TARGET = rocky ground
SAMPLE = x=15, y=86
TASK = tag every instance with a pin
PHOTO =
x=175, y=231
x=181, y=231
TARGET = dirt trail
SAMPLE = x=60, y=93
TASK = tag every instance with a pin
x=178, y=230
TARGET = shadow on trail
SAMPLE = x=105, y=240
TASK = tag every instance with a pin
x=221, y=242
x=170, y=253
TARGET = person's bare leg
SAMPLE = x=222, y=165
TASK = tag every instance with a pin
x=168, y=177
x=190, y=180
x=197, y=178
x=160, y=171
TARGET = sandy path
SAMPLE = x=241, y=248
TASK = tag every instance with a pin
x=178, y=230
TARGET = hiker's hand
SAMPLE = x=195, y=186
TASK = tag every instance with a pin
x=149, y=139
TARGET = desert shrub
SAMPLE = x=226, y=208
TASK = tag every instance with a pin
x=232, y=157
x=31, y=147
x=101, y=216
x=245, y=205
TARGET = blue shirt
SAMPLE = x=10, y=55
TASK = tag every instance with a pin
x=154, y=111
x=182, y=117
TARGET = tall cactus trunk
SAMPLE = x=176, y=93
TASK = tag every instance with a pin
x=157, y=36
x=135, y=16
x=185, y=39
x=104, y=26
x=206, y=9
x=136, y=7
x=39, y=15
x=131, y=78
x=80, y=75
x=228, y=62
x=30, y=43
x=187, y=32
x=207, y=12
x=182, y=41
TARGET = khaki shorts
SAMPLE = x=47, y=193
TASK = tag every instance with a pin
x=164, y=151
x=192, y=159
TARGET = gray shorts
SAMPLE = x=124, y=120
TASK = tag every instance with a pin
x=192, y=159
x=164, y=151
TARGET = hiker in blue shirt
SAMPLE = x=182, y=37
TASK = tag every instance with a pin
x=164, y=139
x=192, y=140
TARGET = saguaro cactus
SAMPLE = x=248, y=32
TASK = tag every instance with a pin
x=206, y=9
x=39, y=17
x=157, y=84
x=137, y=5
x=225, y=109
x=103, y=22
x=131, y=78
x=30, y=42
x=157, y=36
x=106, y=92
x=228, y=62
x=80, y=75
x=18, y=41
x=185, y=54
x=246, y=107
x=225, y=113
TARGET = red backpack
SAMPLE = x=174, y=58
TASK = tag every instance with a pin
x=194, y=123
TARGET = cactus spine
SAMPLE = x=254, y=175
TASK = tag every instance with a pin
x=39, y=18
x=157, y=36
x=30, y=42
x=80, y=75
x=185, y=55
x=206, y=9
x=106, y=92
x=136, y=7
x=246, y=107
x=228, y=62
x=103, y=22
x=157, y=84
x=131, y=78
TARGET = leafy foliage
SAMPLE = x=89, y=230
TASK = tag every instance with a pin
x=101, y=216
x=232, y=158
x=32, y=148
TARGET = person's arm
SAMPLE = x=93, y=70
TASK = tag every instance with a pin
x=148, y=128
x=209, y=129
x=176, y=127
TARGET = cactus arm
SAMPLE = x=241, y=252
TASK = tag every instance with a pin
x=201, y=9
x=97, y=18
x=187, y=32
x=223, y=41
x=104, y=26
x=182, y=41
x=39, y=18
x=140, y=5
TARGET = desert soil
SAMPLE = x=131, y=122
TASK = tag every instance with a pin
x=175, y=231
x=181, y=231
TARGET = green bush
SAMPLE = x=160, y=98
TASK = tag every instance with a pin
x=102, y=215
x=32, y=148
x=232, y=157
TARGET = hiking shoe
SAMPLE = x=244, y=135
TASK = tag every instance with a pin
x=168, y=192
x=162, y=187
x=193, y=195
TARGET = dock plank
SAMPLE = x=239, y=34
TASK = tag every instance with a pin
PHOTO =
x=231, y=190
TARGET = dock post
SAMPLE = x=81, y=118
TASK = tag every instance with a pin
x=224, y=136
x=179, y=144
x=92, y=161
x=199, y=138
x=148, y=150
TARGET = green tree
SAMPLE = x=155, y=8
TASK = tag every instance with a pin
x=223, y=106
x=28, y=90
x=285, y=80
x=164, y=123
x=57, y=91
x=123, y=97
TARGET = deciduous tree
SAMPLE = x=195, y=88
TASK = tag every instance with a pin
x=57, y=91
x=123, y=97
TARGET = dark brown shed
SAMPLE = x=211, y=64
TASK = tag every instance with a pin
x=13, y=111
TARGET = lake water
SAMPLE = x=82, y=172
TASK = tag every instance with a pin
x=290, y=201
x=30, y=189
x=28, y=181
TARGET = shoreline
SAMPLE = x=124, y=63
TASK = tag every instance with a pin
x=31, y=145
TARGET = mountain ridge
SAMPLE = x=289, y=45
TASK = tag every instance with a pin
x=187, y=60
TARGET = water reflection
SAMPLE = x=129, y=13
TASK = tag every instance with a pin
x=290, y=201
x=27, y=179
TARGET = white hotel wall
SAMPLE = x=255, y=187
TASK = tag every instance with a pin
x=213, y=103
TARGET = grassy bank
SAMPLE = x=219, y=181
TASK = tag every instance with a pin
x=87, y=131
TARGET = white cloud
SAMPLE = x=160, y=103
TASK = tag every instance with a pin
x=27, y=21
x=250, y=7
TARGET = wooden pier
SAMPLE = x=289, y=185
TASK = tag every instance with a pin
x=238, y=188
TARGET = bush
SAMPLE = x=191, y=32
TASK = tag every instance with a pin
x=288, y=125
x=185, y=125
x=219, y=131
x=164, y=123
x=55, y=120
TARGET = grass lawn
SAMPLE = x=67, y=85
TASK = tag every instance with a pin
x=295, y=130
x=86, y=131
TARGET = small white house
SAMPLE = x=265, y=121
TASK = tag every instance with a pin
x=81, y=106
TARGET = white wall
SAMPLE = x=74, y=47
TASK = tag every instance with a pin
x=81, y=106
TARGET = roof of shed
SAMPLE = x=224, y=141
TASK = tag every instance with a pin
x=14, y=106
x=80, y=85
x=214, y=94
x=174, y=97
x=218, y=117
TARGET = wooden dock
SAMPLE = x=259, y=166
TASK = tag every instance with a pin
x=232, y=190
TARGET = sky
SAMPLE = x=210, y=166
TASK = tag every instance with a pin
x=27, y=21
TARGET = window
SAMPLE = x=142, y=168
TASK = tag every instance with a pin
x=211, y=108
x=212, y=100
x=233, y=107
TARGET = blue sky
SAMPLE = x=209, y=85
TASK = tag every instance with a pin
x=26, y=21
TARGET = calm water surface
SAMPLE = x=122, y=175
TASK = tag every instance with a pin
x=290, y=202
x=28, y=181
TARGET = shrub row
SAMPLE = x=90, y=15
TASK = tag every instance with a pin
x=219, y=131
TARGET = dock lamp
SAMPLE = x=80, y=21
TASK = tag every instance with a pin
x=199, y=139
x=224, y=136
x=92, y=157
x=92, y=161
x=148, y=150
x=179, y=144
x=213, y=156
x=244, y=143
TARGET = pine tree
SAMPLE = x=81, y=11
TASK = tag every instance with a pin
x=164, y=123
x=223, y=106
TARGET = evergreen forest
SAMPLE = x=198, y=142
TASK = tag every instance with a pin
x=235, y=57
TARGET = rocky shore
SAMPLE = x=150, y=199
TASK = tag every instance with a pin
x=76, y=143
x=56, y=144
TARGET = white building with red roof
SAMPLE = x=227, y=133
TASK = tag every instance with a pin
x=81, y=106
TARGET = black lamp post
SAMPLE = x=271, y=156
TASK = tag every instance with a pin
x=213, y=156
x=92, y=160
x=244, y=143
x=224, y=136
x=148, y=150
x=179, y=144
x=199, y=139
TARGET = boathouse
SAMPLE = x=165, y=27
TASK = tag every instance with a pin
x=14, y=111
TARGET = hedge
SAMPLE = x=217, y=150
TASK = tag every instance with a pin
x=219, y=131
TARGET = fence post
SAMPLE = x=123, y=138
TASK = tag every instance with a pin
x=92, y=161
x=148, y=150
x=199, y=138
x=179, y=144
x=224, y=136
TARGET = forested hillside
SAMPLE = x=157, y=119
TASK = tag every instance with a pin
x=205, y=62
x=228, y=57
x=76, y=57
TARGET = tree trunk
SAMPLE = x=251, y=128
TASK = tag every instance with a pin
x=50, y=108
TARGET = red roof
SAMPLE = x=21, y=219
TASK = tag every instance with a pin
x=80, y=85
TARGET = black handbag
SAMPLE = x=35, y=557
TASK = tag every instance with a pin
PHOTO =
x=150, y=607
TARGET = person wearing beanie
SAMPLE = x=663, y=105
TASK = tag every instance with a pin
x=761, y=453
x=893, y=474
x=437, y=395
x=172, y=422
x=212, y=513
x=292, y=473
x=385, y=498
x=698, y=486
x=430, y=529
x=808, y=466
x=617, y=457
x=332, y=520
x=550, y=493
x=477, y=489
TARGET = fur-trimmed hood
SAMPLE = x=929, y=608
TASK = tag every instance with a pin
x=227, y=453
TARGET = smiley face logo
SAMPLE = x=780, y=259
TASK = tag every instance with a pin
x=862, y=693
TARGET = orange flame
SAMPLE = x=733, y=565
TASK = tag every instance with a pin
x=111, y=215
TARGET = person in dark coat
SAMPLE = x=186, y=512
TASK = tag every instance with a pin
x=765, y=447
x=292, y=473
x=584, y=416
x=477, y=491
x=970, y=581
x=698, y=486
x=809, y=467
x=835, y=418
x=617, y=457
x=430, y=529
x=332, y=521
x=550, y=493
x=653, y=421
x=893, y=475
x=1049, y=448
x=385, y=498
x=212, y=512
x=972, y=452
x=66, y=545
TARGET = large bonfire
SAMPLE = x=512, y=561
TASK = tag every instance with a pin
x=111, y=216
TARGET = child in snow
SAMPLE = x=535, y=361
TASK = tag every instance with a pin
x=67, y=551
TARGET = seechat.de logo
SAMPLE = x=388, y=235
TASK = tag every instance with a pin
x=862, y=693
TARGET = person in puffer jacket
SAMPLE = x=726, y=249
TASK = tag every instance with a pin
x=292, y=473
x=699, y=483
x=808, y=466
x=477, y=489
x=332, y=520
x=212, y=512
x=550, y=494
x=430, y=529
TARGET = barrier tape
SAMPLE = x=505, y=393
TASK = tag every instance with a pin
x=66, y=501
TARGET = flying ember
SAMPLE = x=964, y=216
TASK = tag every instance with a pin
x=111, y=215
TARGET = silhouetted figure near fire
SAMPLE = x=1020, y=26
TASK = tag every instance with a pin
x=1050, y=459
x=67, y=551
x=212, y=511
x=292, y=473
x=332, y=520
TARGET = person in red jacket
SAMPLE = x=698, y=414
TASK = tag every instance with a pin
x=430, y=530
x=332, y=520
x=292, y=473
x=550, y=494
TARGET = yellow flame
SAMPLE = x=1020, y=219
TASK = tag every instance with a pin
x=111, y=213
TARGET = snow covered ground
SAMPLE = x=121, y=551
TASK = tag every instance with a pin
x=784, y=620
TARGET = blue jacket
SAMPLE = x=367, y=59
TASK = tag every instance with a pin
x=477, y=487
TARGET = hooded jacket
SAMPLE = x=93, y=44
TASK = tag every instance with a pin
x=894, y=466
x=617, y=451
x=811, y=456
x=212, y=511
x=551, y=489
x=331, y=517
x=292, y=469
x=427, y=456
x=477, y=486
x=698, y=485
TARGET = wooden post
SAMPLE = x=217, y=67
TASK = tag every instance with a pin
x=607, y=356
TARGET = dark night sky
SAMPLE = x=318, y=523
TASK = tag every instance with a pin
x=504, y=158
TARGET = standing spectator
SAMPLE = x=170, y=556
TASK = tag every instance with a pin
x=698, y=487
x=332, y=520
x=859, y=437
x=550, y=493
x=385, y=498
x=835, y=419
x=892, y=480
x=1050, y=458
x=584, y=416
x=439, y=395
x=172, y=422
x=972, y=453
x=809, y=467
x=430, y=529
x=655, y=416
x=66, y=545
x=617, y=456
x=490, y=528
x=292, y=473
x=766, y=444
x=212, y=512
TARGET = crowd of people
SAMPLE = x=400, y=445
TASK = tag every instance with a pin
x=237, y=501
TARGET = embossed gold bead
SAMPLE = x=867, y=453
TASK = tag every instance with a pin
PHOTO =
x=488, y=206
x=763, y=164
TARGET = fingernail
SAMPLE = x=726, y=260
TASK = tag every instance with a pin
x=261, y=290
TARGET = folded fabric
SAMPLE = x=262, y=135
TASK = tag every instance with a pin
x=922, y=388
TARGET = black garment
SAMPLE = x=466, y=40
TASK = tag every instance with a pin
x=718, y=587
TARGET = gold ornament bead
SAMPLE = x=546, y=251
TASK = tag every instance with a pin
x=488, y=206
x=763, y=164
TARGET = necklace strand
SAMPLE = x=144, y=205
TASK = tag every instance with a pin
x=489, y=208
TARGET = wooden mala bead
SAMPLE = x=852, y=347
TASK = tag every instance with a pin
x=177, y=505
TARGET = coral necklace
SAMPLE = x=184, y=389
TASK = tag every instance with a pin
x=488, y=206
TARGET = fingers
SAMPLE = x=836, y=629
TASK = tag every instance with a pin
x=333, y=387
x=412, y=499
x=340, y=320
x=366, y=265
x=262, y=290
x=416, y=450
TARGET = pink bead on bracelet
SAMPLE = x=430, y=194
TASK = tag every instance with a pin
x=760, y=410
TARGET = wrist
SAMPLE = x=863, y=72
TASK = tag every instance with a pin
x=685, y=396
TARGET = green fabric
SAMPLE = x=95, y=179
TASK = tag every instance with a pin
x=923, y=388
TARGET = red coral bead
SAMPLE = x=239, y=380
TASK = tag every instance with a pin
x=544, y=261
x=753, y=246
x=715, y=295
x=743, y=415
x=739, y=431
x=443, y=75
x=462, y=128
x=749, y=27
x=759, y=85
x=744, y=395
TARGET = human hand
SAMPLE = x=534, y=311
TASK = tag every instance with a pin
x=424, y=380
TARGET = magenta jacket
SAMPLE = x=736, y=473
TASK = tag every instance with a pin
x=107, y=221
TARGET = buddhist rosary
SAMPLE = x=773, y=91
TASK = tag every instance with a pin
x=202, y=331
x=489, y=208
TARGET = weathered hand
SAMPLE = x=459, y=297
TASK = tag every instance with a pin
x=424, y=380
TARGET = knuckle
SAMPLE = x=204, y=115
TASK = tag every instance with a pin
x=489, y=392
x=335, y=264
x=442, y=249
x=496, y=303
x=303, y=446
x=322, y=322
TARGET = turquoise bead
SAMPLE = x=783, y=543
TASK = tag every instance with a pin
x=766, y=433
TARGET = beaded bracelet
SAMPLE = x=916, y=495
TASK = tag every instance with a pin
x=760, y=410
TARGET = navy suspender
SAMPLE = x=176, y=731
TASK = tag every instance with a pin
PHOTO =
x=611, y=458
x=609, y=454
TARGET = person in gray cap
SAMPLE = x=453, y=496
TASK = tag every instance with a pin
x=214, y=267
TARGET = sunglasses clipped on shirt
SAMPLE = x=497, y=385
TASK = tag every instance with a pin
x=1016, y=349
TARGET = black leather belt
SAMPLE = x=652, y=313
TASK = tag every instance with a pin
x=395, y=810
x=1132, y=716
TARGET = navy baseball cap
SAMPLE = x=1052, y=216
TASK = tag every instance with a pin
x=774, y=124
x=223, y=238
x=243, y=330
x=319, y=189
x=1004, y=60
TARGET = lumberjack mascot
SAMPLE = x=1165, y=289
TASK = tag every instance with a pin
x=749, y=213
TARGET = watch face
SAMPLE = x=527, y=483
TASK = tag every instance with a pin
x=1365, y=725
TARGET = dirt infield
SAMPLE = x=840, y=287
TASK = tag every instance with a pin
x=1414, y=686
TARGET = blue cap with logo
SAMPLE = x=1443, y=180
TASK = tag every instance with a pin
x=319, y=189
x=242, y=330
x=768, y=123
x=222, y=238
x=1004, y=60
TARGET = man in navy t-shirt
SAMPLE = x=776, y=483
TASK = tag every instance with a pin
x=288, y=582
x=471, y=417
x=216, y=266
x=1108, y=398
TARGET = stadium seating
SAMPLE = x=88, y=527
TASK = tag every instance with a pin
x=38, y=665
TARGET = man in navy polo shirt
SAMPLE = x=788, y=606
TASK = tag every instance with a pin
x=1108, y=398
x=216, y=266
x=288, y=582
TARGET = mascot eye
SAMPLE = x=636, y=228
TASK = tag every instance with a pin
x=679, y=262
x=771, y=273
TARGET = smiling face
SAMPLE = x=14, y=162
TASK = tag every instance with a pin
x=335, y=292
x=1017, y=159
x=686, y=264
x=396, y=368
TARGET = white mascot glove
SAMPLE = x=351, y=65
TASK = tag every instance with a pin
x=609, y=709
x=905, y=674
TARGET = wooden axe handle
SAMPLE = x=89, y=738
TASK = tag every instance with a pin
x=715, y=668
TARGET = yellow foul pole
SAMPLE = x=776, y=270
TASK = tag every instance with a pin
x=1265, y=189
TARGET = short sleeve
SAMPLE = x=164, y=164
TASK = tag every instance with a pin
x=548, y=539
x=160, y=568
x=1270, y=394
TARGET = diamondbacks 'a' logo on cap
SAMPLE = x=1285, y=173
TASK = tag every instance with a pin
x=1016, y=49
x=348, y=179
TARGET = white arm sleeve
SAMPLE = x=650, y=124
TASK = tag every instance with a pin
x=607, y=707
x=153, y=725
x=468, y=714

════════

WHAT IS ASKED: Rewrite the stretch from the line containing "TARGET = diamondbacks 'a' logo on cap" through the end of the records as a JSON list of strings, with one string per line and blank lines left out.

RESPONSE TO THE EXERCISE:
[
  "TARGET = diamondbacks 'a' logo on cap",
  "SAMPLE = x=1285, y=173",
  "TASK = tag every instance with a pin",
  "x=1016, y=49",
  "x=348, y=179",
  "TARGET = white arm sleeve",
  "SAMPLE = x=650, y=124",
  "TASK = tag every instance with a pin",
  "x=607, y=707",
  "x=153, y=725",
  "x=468, y=714"
]